-- Point placement records --
★ ★ ★ ★ ★ ★ ★

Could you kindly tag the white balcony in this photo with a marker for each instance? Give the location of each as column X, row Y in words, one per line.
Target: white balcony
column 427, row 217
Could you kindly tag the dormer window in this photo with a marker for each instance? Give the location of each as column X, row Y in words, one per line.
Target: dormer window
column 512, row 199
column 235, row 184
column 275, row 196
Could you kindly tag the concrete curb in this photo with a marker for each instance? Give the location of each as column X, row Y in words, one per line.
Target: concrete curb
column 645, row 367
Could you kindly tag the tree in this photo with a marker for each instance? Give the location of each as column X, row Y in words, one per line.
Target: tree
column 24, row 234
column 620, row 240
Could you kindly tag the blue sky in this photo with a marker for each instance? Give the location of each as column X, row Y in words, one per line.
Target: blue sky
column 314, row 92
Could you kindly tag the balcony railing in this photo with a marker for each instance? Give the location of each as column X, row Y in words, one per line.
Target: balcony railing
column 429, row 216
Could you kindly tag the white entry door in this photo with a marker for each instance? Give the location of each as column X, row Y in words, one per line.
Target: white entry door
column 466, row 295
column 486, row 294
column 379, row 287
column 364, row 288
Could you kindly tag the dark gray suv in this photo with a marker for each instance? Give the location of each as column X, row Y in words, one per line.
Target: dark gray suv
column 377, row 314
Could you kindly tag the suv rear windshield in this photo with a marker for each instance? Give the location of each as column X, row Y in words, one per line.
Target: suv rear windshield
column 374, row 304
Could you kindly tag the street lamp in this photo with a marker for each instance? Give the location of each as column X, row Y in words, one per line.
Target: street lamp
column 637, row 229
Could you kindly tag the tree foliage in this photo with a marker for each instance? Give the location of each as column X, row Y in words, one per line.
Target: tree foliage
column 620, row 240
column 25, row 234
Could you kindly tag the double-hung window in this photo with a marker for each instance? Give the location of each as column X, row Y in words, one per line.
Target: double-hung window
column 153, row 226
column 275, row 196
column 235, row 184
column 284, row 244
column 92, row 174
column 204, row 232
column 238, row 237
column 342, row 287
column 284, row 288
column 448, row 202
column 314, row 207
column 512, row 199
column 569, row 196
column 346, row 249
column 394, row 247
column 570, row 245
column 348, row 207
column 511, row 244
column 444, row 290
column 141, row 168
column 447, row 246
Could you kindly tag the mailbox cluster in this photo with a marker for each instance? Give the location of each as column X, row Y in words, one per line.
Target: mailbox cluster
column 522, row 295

★ ★ ★ ★ ★ ★ ★

All lines from the one containing "Could you kindly tag the blue" through the end of the records, both ends included, are to be quoted exactly; please add nothing else.

-- RESULT OF THE EXERCISE --
Could you kindly tag the blue sky in this photo with a marker for each instance? Give the location of each as column X, row Y in words, one per line.
Target: blue sky
column 314, row 92
Could you kindly tag the balcony railing in this photo with a marker for each instance? Give the location of each as column X, row Y in words, one per line.
Target: balcony railing
column 429, row 216
Could you kindly tag the white entry door in this photo with a marker for each instance? Give the location of each as column X, row Y in words, one per line.
Target: white entry door
column 466, row 295
column 486, row 294
column 379, row 287
column 364, row 288
Could you kindly tag the dark gray suv in this photo with a marker for each instance? Give the location of each as column X, row Y in words, one per line.
Target: dark gray suv
column 377, row 314
Could you kindly tag the suv rear windshield in this photo with a marker for each instance? Give the location of each as column X, row Y in words, one per line.
Target: suv rear windshield
column 374, row 304
Could you kindly tag the street lamp in this photo with a marker for each instance? Give the location of each as column X, row Y in words, one per line.
Target: street lamp
column 637, row 229
Could you kindly tag the tree foliage in this photo with a marker for each instance? Give the location of each as column X, row Y in words, one per line.
Target: tree foliage
column 620, row 240
column 25, row 234
Could you kindly tag the double-hung window in this photo with a marker for each instance? Give the location of each as column X, row Y in words, one per line.
Target: double-hung window
column 153, row 226
column 275, row 196
column 235, row 184
column 284, row 244
column 92, row 174
column 204, row 232
column 238, row 237
column 342, row 287
column 284, row 288
column 448, row 202
column 314, row 207
column 512, row 199
column 569, row 196
column 346, row 249
column 394, row 247
column 570, row 245
column 348, row 207
column 511, row 244
column 444, row 290
column 141, row 168
column 447, row 246
Could you kindly tag the mailbox cluster in this photo with a marker for each instance? Give the location of each as column X, row Y in words, one per line.
Target: mailbox cluster
column 522, row 295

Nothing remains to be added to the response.